Exercise directions
Copy the records below without any change, from the line with "Can you tell me where the dragonfly wing" to the line with "[658,354,728,447]", and include both of those lines.
### Supplied information ###
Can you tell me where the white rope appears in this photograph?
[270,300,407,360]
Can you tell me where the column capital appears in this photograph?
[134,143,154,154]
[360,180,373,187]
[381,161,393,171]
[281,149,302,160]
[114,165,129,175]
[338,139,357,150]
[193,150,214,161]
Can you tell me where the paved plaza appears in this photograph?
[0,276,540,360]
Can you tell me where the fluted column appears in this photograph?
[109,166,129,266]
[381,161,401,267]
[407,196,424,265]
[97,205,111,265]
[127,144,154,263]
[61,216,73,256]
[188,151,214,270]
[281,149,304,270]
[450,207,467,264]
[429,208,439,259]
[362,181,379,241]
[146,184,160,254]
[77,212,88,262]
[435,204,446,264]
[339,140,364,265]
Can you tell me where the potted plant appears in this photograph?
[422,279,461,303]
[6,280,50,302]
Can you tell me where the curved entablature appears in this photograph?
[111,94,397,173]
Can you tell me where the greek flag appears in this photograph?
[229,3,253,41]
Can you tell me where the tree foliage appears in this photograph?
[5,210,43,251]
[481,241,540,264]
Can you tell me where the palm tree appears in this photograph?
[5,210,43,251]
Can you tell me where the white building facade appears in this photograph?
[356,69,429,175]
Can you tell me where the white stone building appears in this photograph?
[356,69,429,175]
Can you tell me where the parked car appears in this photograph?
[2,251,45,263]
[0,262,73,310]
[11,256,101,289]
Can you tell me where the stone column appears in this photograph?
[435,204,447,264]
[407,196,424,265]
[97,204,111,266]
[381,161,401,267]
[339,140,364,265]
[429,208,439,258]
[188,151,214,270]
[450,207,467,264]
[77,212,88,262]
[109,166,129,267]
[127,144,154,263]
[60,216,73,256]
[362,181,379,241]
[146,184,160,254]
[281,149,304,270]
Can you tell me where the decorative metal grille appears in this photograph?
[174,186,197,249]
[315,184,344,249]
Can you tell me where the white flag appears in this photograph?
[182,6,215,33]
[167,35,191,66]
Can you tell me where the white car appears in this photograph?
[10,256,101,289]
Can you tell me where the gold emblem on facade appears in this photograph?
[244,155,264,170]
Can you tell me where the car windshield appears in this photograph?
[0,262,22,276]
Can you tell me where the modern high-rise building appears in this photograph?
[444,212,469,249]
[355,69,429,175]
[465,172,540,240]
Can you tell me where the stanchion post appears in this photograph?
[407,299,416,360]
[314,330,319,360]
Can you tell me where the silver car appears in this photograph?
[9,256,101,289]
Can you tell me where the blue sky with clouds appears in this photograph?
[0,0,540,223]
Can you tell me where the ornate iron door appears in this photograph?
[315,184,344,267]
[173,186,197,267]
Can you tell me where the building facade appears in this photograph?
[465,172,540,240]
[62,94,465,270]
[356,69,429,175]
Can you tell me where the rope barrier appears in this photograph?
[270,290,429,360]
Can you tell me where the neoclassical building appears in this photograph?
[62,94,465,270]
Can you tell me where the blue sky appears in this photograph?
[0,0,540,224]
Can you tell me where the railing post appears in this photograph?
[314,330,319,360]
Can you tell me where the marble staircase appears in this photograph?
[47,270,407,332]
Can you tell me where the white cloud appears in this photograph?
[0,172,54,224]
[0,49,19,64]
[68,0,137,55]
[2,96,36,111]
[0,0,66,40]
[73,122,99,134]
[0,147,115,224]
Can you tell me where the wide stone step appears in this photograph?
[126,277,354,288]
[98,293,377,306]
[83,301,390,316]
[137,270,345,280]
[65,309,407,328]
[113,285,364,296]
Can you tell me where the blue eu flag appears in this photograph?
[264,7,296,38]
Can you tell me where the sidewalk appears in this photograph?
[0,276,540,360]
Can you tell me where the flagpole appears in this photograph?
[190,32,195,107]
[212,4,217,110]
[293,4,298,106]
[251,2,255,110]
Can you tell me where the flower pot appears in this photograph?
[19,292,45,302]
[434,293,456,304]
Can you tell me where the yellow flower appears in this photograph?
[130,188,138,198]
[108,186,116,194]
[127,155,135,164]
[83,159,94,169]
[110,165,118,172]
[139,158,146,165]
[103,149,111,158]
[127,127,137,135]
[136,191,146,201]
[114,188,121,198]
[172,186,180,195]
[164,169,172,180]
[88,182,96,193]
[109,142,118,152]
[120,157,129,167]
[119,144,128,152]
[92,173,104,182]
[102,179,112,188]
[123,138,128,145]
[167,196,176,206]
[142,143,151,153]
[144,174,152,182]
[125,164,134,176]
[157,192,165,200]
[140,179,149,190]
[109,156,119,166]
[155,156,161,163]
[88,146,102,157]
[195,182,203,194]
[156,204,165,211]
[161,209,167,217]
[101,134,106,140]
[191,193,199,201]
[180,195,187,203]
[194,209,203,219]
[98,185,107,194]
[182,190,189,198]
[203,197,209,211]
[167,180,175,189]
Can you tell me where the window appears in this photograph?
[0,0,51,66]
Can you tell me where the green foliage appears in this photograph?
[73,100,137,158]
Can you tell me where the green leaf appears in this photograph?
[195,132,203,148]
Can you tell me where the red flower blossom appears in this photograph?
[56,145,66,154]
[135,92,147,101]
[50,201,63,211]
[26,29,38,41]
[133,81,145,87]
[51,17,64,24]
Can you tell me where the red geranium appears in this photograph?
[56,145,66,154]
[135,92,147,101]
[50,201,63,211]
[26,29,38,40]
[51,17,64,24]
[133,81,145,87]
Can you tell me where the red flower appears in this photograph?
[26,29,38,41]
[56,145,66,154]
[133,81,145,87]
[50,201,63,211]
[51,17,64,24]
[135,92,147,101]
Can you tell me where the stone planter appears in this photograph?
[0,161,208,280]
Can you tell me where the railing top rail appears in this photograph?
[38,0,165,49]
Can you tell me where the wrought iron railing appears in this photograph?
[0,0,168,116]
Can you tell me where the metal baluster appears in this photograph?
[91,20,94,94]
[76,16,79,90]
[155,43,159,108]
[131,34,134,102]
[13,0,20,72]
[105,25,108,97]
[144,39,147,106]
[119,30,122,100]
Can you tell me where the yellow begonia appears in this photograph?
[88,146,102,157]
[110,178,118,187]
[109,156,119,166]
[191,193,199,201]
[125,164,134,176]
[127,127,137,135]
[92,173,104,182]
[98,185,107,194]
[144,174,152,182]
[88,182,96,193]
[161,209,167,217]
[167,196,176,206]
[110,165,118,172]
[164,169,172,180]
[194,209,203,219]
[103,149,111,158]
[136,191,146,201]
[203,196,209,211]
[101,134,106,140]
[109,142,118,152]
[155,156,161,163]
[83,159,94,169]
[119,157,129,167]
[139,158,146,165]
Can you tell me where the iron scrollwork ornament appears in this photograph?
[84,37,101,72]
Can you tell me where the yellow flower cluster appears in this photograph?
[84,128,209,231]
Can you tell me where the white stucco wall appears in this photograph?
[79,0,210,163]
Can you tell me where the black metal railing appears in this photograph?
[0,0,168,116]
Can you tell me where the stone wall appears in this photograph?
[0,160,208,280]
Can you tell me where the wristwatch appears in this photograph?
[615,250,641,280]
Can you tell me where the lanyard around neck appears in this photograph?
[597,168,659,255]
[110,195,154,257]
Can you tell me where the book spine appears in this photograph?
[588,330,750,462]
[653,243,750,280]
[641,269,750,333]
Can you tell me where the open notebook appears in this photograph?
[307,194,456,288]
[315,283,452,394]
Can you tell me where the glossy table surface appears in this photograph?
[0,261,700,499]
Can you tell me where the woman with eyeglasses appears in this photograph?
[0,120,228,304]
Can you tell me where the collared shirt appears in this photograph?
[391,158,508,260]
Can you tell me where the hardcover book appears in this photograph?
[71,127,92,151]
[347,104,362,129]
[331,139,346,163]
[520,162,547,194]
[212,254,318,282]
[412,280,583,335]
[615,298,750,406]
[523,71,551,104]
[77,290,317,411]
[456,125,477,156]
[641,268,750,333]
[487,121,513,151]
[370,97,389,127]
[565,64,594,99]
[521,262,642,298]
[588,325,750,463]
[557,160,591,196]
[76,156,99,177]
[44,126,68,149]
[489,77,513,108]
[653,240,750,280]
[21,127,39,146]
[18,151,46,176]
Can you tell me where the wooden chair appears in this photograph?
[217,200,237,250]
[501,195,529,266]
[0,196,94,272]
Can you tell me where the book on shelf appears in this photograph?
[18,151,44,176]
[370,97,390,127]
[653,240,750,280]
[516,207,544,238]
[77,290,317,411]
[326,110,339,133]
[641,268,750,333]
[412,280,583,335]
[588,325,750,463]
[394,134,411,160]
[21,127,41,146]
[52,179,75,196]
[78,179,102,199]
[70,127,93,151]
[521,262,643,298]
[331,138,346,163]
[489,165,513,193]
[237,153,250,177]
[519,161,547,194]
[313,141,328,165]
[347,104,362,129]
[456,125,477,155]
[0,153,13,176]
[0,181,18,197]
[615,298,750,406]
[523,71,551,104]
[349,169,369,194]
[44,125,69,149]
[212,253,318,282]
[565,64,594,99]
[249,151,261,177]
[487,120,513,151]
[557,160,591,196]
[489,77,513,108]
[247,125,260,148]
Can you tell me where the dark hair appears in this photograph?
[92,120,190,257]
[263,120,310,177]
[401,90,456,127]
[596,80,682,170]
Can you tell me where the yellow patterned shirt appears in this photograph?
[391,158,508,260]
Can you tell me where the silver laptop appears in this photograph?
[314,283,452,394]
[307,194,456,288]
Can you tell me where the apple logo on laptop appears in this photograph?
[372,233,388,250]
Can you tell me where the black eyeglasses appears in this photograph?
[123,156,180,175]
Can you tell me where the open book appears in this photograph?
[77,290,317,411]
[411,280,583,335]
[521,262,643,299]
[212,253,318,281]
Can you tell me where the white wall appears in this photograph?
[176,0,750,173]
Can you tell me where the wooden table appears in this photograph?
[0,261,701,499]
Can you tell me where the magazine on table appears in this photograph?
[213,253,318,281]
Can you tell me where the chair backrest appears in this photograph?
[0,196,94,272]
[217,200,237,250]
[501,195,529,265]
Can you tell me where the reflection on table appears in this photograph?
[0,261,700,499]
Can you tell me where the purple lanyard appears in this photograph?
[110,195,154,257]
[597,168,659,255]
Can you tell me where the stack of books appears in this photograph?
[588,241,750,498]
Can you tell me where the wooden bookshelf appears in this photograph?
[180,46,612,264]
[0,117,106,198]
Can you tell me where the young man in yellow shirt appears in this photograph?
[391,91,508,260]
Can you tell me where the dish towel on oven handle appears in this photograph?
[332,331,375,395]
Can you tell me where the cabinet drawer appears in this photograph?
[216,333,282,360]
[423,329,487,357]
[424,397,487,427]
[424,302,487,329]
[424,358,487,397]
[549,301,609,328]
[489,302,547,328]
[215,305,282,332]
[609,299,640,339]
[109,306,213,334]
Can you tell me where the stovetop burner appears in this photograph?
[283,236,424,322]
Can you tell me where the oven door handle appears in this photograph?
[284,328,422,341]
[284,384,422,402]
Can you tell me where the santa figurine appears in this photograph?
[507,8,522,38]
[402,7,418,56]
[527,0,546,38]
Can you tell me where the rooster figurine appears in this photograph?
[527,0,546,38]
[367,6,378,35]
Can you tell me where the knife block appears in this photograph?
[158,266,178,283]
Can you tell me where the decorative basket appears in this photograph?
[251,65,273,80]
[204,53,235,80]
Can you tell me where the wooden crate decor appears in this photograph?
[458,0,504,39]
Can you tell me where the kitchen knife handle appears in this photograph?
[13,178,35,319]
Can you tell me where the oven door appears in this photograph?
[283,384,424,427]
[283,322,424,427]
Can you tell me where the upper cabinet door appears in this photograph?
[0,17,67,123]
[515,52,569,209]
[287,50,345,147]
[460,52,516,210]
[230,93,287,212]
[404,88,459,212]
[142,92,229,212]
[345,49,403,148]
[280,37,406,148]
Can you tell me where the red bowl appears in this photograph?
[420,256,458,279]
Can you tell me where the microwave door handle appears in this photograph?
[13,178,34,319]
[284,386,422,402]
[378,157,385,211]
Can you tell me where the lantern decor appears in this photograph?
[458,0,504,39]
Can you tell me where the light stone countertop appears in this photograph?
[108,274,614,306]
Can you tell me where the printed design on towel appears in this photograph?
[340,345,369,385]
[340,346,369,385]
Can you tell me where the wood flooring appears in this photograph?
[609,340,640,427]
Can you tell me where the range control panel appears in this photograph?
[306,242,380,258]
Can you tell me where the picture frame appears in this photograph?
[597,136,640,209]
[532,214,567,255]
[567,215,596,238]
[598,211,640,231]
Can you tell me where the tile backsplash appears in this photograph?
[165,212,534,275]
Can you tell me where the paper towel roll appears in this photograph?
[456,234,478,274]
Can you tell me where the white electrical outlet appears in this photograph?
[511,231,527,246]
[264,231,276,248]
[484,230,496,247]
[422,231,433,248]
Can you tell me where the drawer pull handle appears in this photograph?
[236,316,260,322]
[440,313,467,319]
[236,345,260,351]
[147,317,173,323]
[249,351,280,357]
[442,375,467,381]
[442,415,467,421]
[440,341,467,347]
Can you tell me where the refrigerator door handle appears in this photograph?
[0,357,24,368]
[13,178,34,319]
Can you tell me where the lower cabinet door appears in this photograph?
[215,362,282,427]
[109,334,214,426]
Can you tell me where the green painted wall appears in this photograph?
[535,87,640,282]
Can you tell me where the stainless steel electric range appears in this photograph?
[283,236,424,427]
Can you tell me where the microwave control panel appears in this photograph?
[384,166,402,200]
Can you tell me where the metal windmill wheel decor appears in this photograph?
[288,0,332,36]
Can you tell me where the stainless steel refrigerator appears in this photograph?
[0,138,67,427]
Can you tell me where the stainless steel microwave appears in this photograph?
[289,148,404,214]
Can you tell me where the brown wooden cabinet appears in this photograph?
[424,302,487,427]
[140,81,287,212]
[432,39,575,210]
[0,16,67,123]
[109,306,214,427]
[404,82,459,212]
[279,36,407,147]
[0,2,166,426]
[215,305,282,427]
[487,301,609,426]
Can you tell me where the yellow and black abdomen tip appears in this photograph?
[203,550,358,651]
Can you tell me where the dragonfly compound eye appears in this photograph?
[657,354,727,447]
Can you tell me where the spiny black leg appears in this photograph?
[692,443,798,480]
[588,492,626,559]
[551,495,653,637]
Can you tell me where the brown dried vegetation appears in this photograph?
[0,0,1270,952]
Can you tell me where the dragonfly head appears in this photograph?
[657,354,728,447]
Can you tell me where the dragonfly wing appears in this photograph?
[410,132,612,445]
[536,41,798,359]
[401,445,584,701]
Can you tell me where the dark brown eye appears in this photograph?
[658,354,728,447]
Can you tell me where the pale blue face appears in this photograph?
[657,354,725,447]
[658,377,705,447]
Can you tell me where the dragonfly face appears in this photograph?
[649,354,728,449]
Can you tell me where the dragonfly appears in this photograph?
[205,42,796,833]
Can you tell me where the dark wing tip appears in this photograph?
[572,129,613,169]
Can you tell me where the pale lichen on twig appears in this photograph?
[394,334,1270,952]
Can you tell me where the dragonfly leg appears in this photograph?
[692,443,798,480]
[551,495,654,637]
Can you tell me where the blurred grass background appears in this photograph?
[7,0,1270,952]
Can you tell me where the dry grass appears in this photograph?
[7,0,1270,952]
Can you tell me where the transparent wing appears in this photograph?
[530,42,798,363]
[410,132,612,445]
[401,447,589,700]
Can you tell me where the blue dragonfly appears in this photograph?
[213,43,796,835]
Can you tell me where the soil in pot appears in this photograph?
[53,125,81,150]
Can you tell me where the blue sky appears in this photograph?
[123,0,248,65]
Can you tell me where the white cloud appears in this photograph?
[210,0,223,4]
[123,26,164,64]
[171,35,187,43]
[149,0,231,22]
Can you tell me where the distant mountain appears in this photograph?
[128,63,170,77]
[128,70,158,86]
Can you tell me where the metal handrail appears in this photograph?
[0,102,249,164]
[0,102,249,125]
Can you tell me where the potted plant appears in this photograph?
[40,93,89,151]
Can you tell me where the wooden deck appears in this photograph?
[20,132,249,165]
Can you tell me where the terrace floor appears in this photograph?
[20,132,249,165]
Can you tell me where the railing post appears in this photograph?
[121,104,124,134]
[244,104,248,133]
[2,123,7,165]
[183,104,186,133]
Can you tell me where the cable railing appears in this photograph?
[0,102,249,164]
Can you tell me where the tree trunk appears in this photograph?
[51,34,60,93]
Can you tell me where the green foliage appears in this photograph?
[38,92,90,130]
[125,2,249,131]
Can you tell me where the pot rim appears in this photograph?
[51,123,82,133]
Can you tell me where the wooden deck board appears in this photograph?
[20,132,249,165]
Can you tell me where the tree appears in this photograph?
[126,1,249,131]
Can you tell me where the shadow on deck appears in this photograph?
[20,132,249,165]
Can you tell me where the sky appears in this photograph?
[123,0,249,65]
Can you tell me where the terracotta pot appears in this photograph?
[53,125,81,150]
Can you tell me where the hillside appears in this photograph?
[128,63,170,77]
###
Answer to this problem
Can you tell me where the dragonfly wing appears in this photograph?
[410,132,612,445]
[536,41,798,359]
[401,445,584,701]
Can you tell me where the dark brown eye appears in this photograph?
[658,354,728,447]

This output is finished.